Directions =
[a] In the text on Geary's event system, what three types of involvement in an event are hardcoded?
[b] From the text on Geary's event system, copy the part that opens with the words containing "I originally designed" and closes with "matching this entity.", keeping every word and mark unchanged.

Document extract =
------------------------
I originally designed Geary for our needs in Minecraft. There are many APIs that let developers extend upon the Minecraft server (we use Bukkit for Mine in Abyss), but a lot are event driven (i.e. the correct way to add custom behaviour is usually to intercept an event and customize the outcome.)

What interested me is that usually the way an event gets modified is just by editing the data on it (ex. marking it as cancelled, changing something on a player involved in the event, or changing the strength of an attack.)

So, this inspired events as entities in Geary. An event is just a bundle of data, so to fire an event we create a new entity, add data to it, and have a mechanism to find all systems matching this entity.

Current implementation

The whole system is unoptimized as hell, but I think there's something to the idea of events that can have arbitrary information added onto them, and to have listeners be built the same way as repeating systems.

The key point where this needs to be fast is finding all matching systems (this is the inverse problem of finding all matching entities and I talk about possible ideas for speedups in Querying archetypes). This information is rather hard to cache, and there's a lot of it to cache, but that's the approach currently.

We hardcode three types of involvement in an event: an entity is the source, target, or the event itself. When an archetype can act as the event, we track a list of potential listeners for it, (similarly there are lists for when our entity can be a target or source) then when we fire the event, we get an intersection of all the listeners for involved entities. Notice that we need to do this for each entity, since events have to query multiple entities at a time (source, target, and the event itself.)

Future plans

Instead of hardcoding this entity involvement, we could use relations that mark an entity as the source or target of the event. Then, we can generalize a system for arbitrarily querying multiple entities (which is especially useful for parent/child relationships!)

Once there is a faster solution to finding matching systems, events would be a multi-entity extension to that problem. We are likely to want multi-entity queries elsewhere too (ex parent/child relations), so these solutions should be one.
------------------------
Extracted data =
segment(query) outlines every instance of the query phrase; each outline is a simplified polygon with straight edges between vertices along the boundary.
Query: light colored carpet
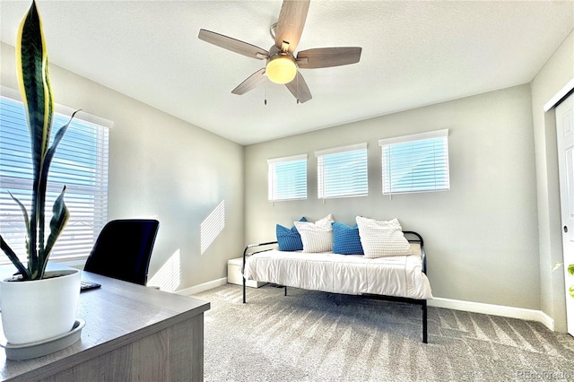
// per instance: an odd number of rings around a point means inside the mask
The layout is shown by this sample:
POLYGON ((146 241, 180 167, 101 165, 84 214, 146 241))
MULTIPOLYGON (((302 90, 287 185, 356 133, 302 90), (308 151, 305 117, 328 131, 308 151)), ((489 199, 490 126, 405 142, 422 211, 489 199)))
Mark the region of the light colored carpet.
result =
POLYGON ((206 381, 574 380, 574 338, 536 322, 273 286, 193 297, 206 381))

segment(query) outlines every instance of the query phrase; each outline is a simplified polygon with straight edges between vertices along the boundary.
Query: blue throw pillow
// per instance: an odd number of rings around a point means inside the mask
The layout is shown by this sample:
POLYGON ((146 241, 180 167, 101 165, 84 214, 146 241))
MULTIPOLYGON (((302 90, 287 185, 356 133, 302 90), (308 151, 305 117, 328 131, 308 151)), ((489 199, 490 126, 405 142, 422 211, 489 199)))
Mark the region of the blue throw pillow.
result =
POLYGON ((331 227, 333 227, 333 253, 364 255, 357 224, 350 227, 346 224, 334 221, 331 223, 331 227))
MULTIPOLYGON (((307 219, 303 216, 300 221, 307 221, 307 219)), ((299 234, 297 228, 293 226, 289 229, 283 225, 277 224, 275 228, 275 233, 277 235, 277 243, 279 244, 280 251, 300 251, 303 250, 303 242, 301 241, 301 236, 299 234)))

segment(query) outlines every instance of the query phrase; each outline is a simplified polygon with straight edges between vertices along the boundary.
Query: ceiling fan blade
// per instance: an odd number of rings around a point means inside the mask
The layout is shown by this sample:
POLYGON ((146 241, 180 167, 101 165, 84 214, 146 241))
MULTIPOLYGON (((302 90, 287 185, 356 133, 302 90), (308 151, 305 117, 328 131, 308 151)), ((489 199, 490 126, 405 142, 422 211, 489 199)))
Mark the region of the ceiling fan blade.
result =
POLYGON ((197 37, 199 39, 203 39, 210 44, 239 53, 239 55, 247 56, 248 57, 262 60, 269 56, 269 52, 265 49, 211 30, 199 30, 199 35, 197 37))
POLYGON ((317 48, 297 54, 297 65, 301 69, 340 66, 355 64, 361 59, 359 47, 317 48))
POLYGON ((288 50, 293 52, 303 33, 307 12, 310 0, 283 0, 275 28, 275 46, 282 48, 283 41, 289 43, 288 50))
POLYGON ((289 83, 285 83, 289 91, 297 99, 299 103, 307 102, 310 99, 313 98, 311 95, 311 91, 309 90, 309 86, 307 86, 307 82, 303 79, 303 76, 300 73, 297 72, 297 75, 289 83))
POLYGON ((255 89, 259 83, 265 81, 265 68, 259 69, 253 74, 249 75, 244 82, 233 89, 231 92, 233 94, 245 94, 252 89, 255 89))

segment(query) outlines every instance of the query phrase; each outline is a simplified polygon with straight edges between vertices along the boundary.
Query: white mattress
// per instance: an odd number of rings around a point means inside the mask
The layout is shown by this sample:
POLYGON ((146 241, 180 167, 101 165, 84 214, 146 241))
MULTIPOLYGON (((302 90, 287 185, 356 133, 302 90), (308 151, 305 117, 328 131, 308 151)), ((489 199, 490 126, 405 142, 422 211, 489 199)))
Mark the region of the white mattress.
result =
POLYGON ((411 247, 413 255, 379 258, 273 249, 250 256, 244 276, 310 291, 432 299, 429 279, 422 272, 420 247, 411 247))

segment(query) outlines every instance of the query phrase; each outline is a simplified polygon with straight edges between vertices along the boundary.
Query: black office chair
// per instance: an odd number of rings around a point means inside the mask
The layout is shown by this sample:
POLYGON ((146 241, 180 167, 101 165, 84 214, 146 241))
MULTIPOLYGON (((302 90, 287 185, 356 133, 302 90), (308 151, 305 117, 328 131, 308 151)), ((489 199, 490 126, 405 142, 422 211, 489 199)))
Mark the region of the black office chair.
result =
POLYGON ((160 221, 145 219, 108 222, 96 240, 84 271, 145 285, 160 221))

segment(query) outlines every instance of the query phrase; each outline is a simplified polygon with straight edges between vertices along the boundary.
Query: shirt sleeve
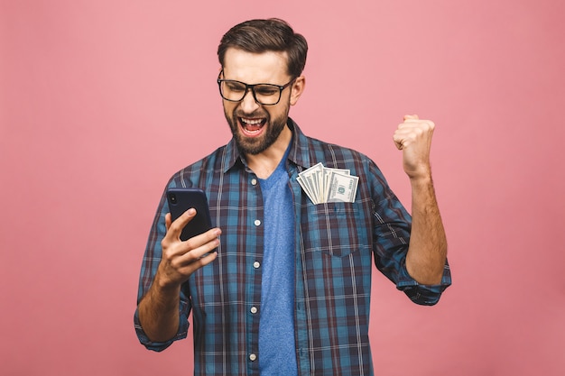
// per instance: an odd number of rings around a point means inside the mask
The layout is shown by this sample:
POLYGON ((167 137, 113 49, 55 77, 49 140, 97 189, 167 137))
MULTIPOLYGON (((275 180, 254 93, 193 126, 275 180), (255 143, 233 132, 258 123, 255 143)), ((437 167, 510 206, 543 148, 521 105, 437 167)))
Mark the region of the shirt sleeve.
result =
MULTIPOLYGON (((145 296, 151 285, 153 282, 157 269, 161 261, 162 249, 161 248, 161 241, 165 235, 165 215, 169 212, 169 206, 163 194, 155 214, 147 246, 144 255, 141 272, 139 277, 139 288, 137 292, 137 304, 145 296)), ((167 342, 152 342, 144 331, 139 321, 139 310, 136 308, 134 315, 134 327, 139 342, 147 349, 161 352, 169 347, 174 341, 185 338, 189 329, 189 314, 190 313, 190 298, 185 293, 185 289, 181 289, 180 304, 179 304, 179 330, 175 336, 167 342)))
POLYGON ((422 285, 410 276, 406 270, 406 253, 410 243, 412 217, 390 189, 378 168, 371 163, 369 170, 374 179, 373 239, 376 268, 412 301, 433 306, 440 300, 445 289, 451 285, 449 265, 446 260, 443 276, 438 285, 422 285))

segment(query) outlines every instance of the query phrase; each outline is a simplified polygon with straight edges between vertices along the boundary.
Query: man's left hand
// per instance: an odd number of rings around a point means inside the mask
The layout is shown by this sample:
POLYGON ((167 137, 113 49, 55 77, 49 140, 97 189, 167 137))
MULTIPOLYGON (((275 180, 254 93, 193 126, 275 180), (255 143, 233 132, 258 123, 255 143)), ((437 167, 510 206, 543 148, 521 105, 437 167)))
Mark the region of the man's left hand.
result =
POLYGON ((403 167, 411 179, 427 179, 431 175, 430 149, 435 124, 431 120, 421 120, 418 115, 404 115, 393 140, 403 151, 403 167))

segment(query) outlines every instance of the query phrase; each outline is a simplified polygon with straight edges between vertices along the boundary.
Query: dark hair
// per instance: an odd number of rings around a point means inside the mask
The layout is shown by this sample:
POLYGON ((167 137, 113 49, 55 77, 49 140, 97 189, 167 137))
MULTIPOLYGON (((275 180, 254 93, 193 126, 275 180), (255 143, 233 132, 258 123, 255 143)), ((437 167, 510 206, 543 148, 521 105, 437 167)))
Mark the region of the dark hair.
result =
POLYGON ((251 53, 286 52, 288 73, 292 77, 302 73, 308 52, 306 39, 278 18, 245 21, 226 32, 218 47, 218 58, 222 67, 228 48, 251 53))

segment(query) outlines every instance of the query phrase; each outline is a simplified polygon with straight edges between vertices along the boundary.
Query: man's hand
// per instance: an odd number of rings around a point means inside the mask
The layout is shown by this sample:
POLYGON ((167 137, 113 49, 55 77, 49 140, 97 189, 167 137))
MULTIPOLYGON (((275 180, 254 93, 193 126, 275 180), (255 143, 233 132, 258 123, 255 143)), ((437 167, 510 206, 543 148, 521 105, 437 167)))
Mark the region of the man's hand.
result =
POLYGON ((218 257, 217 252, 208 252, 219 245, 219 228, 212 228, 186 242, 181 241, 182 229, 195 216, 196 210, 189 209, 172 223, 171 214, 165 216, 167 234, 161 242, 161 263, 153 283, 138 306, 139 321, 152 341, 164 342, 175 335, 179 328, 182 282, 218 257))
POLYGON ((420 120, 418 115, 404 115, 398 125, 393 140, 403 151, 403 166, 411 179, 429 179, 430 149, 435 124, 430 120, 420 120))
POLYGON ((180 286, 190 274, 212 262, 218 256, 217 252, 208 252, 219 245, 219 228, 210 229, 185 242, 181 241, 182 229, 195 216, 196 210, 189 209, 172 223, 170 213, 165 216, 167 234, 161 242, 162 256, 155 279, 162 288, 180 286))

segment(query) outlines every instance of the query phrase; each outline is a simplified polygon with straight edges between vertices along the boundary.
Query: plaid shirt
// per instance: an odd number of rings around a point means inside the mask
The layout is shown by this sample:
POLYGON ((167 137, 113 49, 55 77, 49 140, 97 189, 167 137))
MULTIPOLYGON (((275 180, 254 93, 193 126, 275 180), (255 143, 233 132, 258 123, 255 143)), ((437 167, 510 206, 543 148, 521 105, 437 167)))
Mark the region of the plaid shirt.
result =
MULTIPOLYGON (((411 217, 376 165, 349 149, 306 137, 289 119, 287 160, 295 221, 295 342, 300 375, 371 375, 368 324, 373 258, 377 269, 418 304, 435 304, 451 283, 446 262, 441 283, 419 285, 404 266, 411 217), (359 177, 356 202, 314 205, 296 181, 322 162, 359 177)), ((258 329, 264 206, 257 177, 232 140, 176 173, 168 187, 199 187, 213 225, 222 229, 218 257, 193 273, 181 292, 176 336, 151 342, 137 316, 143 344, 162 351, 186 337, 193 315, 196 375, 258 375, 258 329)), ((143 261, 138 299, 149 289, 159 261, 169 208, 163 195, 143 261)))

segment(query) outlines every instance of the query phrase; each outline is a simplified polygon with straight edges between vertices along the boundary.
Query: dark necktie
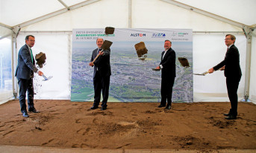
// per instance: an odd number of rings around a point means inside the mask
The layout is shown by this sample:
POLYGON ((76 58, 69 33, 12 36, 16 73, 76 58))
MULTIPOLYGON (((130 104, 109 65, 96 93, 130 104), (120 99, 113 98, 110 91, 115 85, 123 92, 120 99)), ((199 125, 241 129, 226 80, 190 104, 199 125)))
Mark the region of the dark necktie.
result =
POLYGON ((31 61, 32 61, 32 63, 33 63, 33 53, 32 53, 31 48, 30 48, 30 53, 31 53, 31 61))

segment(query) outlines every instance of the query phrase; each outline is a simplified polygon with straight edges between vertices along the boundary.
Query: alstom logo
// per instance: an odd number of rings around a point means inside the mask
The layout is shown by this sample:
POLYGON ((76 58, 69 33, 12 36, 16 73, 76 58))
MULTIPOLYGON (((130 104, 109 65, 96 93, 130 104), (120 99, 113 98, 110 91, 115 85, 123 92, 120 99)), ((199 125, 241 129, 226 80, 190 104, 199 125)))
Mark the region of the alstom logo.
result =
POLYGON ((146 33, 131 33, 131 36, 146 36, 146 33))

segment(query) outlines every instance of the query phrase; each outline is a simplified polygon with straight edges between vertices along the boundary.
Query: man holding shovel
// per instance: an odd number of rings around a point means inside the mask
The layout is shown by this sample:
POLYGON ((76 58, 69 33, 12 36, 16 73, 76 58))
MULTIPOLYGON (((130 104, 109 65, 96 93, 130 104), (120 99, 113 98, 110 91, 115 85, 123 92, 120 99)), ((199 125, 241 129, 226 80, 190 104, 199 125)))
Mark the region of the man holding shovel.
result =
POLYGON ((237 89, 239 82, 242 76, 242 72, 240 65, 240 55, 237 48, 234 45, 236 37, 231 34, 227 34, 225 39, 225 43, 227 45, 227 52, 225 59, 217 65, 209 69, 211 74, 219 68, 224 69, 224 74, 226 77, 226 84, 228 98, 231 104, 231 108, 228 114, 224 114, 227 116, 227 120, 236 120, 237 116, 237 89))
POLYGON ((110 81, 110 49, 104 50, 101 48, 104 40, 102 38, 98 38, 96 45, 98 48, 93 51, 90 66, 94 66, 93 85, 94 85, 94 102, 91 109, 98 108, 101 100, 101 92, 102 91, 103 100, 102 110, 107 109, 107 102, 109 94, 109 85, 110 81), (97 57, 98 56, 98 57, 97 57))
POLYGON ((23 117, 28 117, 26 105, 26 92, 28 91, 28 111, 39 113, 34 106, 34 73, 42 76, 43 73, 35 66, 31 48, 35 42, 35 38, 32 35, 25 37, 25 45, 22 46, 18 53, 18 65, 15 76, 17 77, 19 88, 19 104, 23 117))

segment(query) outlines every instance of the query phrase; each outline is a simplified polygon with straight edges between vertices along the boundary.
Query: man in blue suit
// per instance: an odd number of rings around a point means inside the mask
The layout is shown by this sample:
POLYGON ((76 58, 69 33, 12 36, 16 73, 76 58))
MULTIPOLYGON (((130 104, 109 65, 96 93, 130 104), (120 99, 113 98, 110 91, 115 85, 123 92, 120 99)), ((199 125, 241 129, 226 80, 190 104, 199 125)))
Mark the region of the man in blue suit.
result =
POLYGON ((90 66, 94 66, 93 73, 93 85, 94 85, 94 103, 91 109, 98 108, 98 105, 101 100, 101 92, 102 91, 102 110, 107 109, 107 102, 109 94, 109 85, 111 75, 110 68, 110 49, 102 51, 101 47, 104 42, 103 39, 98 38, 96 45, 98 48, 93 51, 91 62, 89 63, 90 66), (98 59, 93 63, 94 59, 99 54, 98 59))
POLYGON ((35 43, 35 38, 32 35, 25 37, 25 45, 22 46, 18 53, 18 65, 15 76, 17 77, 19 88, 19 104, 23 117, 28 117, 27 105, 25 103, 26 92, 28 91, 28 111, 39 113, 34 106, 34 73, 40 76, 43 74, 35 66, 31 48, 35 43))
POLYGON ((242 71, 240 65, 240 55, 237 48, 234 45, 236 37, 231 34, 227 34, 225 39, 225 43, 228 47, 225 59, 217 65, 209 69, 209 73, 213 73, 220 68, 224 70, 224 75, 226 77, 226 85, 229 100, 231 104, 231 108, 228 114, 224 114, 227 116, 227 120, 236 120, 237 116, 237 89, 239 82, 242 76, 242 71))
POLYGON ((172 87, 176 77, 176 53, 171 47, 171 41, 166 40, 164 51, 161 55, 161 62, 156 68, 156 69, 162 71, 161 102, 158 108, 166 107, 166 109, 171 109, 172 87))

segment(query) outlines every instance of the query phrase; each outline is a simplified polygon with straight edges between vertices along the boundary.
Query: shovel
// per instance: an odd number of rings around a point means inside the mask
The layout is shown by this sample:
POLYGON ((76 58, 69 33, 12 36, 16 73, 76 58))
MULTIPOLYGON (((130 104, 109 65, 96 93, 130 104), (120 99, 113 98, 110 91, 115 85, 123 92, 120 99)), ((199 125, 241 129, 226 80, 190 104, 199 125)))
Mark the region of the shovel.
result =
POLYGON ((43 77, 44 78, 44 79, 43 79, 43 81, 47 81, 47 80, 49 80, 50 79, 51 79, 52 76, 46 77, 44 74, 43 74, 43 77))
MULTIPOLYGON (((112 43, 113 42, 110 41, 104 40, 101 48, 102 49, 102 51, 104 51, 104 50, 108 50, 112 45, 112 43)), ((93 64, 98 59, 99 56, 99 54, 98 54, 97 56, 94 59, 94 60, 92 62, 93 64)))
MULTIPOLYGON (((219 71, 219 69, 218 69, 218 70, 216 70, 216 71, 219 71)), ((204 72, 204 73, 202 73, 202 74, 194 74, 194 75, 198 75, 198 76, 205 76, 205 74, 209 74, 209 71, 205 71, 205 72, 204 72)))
------------------------
Task-by-task results =
[a] An entity is the source, the target, or the event itself.

[b]
I originally designed Geary for our needs in Minecraft. There are many APIs that let developers extend upon the Minecraft server (we use Bukkit for Mine in Abyss), but a lot are event driven (i.e. the correct way to add custom behaviour is usually to intercept an event and customize the outcome.)

What interested me is that usually the way an event gets modified is just by editing the data on it (ex. marking it as cancelled, changing something on a player involved in the event, or changing the strength of an attack.)

So, this inspired events as entities in Geary. An event is just a bundle of data, so to fire an event we create a new entity, add data to it, and have a mechanism to find all systems matching this entity.